→ DOCUMENT:
— BEGIN —
Sunday, March 15, 2009

The alarming rise in the number of things people can't live without

According to the financial wisdom of the moment, "it's only when the tide goes out that you can see who's swimming naked". I'm not sure about that. Sometimes you never get to see. Whenever my children would come home talking about how much wealthier other people were I'd always quote my father who would say, you never know how well-off people are, you only know how much money they spend. He first said that to me when I was about eight and I returned from tea with a school friend saying "They're so rich. They've got two TVs and a dog." There's your nineteen-fifties, right there.

Wealth is even harder to assess nowadays when credit, cheap or otherwise, is regarded as a human right. Everybody knows that they have to cut back. That should mean working out what things they couldn't do without. But in the last ten years that threshold of comfort seems to have been raised dramatically. My parents considered a washing machine a necessity and a TV a luxury. They would be shocked at the things many people regard as standard today. People on presumably average earnings have things even I would consider luxuries: plasma-screen TVs, Sky subscriptions, Premiership season tickets, top of the range phones, expensive foreign holidays, gym memberships and cars designed for amusement as much as transportation. The issue doesn't seem to be wealth so much as expectation.
— END —
→ DATA LINES:
— BEGIN —
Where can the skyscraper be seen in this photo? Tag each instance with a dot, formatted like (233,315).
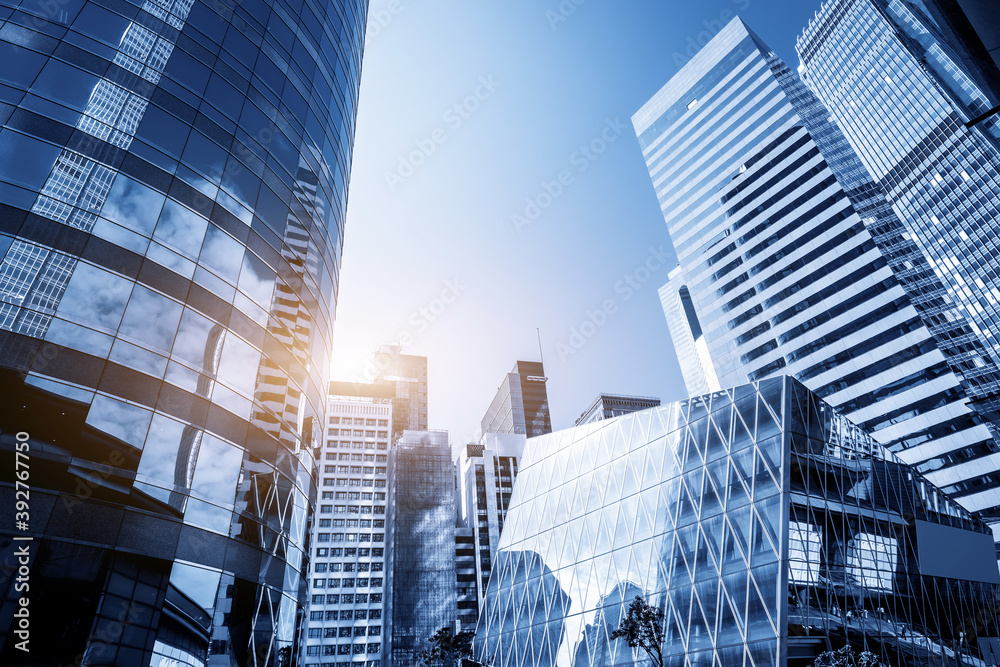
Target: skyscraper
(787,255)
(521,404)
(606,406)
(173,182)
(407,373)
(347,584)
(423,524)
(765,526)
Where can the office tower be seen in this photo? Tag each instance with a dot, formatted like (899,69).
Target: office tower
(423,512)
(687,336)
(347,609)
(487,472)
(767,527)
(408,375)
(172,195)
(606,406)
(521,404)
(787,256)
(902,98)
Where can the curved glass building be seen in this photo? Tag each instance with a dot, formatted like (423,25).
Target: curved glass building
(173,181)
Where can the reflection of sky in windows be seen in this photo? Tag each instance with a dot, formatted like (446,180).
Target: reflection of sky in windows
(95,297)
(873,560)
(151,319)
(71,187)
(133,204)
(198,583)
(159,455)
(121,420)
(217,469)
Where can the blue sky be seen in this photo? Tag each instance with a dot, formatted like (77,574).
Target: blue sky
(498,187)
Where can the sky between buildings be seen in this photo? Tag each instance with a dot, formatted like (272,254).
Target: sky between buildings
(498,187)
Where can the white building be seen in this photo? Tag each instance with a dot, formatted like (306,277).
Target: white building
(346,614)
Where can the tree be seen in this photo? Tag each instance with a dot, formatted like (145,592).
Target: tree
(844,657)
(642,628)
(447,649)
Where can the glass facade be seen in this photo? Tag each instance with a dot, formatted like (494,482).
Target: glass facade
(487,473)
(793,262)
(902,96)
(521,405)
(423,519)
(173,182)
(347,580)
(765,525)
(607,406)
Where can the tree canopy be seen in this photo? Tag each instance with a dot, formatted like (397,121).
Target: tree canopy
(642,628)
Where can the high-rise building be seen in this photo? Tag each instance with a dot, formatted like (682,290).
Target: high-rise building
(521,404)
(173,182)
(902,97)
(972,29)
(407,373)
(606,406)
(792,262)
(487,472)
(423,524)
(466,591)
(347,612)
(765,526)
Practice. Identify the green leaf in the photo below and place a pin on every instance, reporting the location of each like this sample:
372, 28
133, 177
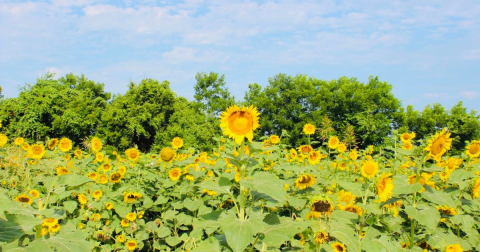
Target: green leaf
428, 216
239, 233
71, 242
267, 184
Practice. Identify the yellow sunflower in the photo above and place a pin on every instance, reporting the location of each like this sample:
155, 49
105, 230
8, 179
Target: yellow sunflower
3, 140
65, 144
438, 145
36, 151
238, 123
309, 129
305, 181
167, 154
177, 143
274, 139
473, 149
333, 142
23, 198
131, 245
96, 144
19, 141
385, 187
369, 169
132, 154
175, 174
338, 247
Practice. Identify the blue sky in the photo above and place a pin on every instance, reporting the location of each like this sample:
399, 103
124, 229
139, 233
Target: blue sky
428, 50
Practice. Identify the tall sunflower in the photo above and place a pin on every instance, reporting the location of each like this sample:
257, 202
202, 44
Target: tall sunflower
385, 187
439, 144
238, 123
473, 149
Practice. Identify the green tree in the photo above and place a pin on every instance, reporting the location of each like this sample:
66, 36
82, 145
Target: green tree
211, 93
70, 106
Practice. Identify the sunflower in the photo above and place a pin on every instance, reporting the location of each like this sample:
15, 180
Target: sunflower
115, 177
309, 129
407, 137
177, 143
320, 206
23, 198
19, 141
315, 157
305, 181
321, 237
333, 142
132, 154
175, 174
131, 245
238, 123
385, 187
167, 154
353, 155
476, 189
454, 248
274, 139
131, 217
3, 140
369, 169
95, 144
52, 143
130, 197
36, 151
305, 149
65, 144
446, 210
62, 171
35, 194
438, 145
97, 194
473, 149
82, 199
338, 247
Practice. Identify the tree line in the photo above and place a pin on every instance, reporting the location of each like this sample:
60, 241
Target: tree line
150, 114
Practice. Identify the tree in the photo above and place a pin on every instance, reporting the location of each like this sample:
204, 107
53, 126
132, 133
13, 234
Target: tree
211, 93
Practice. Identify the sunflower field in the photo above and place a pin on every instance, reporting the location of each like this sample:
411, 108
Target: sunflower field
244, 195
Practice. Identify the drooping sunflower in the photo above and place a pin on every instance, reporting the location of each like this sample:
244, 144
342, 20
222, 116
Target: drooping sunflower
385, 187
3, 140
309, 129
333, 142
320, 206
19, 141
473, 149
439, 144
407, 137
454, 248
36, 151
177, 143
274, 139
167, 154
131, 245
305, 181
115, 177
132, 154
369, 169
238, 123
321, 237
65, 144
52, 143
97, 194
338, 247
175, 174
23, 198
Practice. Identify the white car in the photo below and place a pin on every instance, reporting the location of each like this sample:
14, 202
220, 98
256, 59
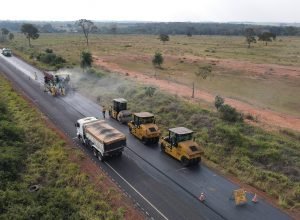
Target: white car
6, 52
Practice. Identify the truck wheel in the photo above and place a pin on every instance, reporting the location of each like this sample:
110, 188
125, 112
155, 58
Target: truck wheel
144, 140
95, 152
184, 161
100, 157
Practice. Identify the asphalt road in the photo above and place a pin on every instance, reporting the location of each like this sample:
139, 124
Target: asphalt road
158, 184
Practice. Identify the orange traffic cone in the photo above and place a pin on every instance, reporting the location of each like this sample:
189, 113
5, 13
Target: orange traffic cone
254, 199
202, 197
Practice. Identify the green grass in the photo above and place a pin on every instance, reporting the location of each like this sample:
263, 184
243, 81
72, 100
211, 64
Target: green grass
— END —
— BEGIN —
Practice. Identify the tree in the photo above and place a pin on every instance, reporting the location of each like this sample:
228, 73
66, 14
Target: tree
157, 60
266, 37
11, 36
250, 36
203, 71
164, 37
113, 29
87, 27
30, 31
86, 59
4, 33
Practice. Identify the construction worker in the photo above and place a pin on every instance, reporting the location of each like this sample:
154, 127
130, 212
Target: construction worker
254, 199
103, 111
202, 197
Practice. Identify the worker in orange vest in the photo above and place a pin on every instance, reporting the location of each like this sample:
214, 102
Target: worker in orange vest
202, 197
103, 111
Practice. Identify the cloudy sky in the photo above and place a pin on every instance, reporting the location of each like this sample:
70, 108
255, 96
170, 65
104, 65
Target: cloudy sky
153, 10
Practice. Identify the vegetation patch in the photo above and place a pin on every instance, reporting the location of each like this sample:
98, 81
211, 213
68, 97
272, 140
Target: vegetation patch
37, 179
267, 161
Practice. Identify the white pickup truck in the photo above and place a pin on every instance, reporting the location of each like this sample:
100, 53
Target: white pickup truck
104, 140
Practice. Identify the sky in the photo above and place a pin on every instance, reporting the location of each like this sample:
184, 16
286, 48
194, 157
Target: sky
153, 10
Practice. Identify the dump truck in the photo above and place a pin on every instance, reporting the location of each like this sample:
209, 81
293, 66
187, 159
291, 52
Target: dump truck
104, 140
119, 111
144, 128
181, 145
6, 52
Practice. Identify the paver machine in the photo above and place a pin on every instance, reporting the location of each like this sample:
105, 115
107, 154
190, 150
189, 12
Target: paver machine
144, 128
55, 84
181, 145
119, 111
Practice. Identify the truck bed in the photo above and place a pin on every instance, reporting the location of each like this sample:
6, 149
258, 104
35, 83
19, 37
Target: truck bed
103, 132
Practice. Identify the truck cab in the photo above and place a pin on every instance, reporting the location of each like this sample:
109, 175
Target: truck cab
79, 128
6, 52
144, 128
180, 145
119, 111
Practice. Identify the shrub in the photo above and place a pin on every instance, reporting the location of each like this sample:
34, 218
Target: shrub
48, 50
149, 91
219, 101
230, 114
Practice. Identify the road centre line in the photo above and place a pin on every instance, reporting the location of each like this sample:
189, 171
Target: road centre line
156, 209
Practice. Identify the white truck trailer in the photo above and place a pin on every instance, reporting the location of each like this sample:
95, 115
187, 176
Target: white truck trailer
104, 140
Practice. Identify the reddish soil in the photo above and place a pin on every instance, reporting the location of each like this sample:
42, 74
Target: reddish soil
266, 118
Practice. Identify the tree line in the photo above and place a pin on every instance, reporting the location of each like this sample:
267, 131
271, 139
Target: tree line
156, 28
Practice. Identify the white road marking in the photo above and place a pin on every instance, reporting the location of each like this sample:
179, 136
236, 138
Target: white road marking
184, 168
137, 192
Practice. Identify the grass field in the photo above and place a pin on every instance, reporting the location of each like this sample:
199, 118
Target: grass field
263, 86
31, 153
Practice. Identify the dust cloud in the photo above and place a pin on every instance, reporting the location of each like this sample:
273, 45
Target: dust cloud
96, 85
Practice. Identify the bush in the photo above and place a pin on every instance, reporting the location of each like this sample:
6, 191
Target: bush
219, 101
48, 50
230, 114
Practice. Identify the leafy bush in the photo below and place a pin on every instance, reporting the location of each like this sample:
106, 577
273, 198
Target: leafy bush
— END —
→ EXERCISE SET:
a: Reproduce the post's text between "Wealth is even" and "much as expectation.", inclusive, keeping every word and mark unchanged.
b: Answer these questions from the post:
(i) About how old was the writer when the father first made his remark about knowing only how much money people spend?
(ii) What did the school friend's family have that made the writer call them rich?
(iii) Which item did the writer's parents treat as a necessity?
The rows stand apart from the post and are not part of it.

→ ANSWERS TO THE TASKS:
a:
Wealth is even harder to assess nowadays when credit, cheap or otherwise, is regarded as a human right. Everybody knows that they have to cut back. That should mean working out what things they couldn't do without. But in the last ten years that threshold of comfort seems to have been raised dramatically. My parents considered a washing machine a necessity and a TV a luxury. They would be shocked at the things many people regard as standard today. People on presumably average earnings have things even I would consider luxuries: plasma-screen TVs, Sky subscriptions, Premiership season tickets, top of the range phones, expensive foreign holidays, gym memberships and cars designed for amusement as much as transportation. The issue doesn't seem to be wealth so much as expectation.

b:
(i) About eight.
(ii) Two TVs and a dog.
(iii) A washing machine.